---------- Quoted passage

The Turing multilingual language model (T-ULRv2) model is the latest cross-lingual innovation at the tech giant. It incorporates the InfoXLM (Information-Theoretic Framework for Cross-Lingual Language Model Pre-Training), which is a cross-lingual pre-trained model for language understanding and generation to create a universal model that represents 94 languages in the same vector space.

TT-ULRv2 is a transformer architecture with 24 layers and 1,024 hidden states. The architecture also includes a total of 550 million parameters. The pre-training of this model includes three different tasks, which are multilingual masked language modelling (MMLM), translation language modelling (TLM) and cross-lingual contrast (XLCo). 

According to the blog post, the objective of the multilingual masked language modelling (MMLM) task, also known as Cloze task, is to predict masked tokens from inputs in different languages. The T-ULRv2 model uses a multilingual data corpus from the web that consists of 94 languages for MMLM task training. 

Similar to the MMLM task, translation language modelling (TLM) also works to predict masked tokens, but the prediction is conditioned on concatenated translation pairs. Lastly, the cross-lingual contrast (XLCo) task uses parallel training data. The objective of this task is to maximise the mutual information between the representations of parallel sentences.

--------------------
---------- Record extracts

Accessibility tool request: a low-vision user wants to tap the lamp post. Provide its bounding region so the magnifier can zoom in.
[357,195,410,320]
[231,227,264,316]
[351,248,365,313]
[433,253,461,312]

--------------------

Tasks>
1. According to the passage on the T-ULRv2 model, how many parameters does its architecture include in total?
2. Extend the passage on the T-ULRv2 model, beginning after its final sentence.

Answers for the exercise>
1. 550 million parameters.

2.
However, unlike maximising token-sequence mutual information as in MMLM and TLM, XLCo targets cross-lingual sequence-level mutual information. The T-ULRv2 then utilises the translation parallel data with 14 language pairs for both TLM and XLCo tasks. 

Wrapping Up

The Turing family of NLP models have been powering the next generation of AI experiences in Microsoft products. At this year’s Microsoft Ignite conference, the developers at Microsoft announced that the Turing models would be made available for building custom applications as part of a private preview. According to the developers, the T-ULRv2 will also be part of this program. 

For achieving the Google XTREME benchmark, the language models should fulfil certain criteria. The tasks included in XTREME cover a range of paradigms, including sentence text classification, structured prediction, sentence retrieval and cross-lingual question answering. For models to be successful on the XTREME benchmarks, they must learn representations that generalise to many standard cross-lingual transfer settings.